#### Work to complete
(a) In the wind energy conversion passage, swap "squirrel cage rotor" for "wound rotor" and write out the part that begins with "The DWIG has" and ends after "in Figure 4).".
(b) Write the next part of the wind energy conversion passage, following on from its last sentence.

#### Given passage

........

2.4. Wind Energy Conversion System Dynamics

● DWIG Electrical Dynamics

The DWIG has a squirrel cage rotor, the latter designed to be magnetically coupled to both the control and power windings of the stator, respectively. Regarding the stator windings, the number of CW pole pairs is three times the number of PW pole pairs, to eliminate the magnetic coupling between both windings, separating their influence on the generator torque [4]. In the experimental equipment under study, the pair of poles are p_cw = 3 and p_pw = 1, respectively (see windings details in Figure 4).

........

#### Data section
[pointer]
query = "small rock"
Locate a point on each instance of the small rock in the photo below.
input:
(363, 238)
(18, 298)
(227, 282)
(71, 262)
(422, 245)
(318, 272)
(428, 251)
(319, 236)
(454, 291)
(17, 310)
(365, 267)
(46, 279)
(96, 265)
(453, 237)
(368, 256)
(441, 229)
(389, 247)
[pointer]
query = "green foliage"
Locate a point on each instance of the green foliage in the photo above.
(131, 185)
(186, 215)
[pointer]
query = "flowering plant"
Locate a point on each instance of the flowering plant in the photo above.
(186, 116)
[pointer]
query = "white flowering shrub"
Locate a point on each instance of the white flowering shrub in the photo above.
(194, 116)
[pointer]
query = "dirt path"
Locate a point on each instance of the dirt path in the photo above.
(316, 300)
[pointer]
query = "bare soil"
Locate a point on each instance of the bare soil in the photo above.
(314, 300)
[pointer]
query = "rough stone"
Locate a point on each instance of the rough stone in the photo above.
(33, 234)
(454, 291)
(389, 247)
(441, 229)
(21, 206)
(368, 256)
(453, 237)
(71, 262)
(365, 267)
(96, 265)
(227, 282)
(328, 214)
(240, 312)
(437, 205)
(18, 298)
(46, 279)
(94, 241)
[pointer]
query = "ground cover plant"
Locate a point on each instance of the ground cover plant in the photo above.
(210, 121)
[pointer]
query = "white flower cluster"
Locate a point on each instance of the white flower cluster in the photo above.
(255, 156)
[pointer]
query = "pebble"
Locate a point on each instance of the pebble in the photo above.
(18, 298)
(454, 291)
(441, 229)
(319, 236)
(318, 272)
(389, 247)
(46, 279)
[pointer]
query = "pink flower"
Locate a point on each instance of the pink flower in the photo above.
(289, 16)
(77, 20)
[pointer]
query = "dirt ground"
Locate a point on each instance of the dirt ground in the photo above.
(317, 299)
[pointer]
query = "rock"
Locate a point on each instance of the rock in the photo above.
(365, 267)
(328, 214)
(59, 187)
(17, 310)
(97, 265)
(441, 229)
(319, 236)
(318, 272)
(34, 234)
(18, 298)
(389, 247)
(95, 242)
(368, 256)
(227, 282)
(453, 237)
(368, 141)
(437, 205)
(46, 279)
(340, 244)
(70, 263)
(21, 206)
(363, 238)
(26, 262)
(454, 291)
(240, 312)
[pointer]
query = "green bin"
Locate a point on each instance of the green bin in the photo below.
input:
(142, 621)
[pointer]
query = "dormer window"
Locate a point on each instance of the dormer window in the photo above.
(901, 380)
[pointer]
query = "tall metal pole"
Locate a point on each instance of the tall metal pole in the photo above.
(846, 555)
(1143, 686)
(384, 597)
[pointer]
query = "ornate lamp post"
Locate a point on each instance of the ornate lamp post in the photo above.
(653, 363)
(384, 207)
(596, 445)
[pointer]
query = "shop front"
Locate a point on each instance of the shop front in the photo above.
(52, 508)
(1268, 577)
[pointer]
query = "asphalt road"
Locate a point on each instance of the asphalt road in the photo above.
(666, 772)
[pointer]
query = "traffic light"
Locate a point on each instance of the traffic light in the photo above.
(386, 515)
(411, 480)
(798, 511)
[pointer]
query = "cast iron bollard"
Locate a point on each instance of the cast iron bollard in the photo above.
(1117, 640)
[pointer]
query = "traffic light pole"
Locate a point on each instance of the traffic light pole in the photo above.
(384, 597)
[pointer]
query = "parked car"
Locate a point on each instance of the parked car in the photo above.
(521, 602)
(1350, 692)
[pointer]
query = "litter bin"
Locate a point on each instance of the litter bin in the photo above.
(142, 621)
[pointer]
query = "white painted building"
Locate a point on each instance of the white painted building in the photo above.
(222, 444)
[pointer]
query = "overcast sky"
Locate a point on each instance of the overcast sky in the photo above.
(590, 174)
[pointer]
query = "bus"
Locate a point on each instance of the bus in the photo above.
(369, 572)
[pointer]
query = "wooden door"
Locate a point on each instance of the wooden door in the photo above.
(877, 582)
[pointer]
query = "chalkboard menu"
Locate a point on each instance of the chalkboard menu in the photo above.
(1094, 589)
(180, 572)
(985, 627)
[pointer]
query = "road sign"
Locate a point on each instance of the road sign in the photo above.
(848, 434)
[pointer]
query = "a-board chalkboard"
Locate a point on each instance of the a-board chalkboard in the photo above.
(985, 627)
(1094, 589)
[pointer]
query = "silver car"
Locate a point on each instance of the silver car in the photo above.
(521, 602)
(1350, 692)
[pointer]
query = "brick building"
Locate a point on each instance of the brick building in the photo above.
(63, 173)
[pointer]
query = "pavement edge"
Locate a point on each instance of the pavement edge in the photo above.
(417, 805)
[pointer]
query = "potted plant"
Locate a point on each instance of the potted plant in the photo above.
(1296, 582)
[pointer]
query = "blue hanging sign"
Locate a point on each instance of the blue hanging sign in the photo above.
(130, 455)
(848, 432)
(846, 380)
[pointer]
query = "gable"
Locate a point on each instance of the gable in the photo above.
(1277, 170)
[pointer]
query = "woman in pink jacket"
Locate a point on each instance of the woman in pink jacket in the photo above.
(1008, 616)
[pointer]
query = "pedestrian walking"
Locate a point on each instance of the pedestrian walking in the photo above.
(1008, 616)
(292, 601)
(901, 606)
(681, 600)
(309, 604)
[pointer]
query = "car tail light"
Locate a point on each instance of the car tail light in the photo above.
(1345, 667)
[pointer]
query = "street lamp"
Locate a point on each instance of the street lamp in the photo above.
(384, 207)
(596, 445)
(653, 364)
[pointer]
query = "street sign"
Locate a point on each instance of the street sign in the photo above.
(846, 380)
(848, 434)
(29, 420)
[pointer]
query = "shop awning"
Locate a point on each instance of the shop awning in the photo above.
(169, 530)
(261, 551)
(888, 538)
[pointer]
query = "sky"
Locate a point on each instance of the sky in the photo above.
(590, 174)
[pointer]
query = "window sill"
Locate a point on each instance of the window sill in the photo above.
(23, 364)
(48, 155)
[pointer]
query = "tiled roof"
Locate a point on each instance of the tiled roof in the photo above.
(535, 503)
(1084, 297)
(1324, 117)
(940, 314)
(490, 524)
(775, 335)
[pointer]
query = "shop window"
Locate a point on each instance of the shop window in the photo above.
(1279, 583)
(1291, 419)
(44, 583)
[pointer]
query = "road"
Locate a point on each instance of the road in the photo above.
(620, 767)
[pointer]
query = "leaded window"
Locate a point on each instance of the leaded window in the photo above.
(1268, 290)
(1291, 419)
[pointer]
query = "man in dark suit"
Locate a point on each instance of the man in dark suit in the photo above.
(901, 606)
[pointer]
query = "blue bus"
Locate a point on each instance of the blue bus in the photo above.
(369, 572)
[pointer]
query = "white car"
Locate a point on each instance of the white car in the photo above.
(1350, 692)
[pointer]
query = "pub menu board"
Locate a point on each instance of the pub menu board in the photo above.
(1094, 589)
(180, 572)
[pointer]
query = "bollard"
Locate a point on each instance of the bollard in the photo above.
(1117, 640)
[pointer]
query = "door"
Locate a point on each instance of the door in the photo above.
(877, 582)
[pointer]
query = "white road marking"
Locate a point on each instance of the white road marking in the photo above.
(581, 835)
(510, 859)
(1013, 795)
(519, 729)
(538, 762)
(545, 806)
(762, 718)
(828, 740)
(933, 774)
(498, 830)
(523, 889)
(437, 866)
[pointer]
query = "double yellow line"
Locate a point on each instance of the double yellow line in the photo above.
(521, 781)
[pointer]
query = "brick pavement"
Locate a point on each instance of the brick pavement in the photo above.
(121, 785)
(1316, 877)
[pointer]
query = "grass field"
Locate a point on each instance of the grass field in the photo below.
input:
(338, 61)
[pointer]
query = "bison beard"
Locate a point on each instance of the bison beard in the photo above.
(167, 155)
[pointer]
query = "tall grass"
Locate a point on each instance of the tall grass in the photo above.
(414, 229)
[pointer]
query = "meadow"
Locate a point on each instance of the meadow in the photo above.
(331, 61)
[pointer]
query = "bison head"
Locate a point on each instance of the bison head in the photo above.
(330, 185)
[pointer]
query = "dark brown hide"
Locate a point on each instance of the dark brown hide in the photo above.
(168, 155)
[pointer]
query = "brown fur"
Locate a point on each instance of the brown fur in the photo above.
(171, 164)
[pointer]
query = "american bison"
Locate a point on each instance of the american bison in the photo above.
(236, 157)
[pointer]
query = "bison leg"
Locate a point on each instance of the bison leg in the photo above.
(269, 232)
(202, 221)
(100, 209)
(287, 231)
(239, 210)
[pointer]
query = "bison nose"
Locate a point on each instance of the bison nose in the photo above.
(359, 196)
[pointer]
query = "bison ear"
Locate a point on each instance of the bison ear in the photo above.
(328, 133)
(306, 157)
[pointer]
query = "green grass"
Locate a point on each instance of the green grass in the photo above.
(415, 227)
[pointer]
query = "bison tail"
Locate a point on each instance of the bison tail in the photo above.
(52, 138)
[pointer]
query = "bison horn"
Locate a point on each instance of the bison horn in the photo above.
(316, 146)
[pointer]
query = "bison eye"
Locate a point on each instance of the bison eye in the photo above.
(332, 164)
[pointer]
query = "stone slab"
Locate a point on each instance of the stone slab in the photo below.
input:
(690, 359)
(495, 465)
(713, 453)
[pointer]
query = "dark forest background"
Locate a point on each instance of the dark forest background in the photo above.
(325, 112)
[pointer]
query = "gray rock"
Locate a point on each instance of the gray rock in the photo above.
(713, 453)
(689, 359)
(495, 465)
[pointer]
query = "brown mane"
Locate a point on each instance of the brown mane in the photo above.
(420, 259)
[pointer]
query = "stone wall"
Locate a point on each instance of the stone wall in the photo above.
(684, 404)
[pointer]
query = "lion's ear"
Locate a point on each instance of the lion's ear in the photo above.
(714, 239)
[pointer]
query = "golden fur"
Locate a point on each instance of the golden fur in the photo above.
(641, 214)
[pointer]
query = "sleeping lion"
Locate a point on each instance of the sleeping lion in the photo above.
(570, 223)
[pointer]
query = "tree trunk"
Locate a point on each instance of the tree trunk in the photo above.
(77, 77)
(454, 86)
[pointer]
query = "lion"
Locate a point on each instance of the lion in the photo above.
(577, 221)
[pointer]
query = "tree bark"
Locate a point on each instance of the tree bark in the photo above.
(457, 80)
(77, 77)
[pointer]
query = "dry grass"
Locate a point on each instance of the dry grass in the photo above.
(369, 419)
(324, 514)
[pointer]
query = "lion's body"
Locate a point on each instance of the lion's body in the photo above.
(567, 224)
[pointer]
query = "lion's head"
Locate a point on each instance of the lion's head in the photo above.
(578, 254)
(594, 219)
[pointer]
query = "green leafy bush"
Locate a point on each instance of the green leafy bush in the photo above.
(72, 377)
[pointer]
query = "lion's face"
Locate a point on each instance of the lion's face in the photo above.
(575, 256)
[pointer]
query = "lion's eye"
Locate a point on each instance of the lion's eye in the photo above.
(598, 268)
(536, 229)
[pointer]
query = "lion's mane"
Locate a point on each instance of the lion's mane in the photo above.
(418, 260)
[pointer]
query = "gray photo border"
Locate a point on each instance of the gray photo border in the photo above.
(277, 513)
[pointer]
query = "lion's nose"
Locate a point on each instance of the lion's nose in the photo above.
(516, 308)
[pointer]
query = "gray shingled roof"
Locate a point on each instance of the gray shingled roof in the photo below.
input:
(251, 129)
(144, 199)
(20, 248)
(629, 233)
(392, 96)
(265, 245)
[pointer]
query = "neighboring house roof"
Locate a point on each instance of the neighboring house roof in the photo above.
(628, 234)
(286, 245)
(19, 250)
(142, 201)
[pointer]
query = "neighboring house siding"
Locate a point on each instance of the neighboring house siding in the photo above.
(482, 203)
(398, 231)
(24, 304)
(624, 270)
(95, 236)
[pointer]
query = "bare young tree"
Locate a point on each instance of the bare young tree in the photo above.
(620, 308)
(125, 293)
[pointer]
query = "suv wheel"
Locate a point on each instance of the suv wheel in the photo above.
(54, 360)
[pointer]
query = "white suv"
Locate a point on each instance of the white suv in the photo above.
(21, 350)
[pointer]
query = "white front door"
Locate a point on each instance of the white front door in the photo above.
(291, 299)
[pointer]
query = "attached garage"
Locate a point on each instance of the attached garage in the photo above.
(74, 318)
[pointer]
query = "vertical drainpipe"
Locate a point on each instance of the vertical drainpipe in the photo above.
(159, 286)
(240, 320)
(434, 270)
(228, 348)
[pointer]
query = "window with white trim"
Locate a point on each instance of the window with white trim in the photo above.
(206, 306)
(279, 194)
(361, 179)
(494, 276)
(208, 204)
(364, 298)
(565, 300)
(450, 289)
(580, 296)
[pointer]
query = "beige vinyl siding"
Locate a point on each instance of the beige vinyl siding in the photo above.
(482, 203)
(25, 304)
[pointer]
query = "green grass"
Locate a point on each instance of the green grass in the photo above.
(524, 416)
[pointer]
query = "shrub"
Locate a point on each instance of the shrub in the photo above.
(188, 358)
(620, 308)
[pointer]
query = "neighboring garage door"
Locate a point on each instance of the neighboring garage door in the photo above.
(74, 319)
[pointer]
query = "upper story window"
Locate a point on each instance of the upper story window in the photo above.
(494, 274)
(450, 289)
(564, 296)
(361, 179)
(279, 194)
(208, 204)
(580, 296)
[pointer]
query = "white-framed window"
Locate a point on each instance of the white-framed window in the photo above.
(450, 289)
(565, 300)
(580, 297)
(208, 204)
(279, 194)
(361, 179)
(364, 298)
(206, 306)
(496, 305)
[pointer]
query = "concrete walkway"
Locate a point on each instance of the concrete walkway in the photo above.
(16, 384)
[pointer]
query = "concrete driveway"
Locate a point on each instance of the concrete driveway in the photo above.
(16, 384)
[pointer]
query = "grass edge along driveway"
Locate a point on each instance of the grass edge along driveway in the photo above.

........

#### Per-task answers
(a)
The DWIG has a wound rotor, the latter designed to be magnetically coupled to both the control and power windings of the stator, respectively. Regarding the stator windings, the number of CW pole pairs is three times the number of PW pole pairs, to eliminate the magnetic coupling between both windings, separating their influence on the generator torque [4]. In the experimental equipment under study, the pair of poles are p_cw = 3 and p_pw = 1, respectively (see windings details in Figure 4).

(b)
The aforementioned decoupling effect makes the DWIG work as two separate induction machines that share the same mechanical shaft. Consequently, the dynamic electrical model of the DWIG in the time domain, considering a dq synchronous reference frame (after applying the Park transformation to the model expressed in phase variables), can be written as ([11])

$$\{\begin{array}{c}{v}_{qds\_pw}=R_{s\_pw}{i}_{qds\_pw}+p_{pw}{\mathsf{\Omega }}_{s\_pw}{\lambda }_{dqs\_pw}+\frac{d{\lambda }_{qds\_pw}}{dt}\\ v_{qdr\_pw}=0=R_{r\_pw}{i}_{qdr\_pw}+p_{pw}\left({\mathsf{\Omega }}_{s\_pw}-\mathsf{\Omega }\right){\lambda }_{dqr\_pw}+\frac{d{\lambda }_{qdr\_pw}}{dt}\end{array}$$

(6)

$$\{\begin{array}{c}{v}_{qds\_cw}=R_{s\_cw}{i}_{qds\_cw}+p_{cw}{\mathsf{\Omega }}_{s\_cw}{\lambda }_{dqs\_cw}+\frac{d{\lambda }_{qds\_cw}}{dt}\\ v_{qdr\_cw}=0=R_{r\_cw}{i}_{qdr\_cw}+p_{cw}\left({\mathsf{\Omega }}_{s\_cw}-\mathsf{\Omega }\right){\lambda }_{dqr\_cw}+\frac{d{\lambda }_{qdr\_cw}}{dt}\end{array}$$

(7)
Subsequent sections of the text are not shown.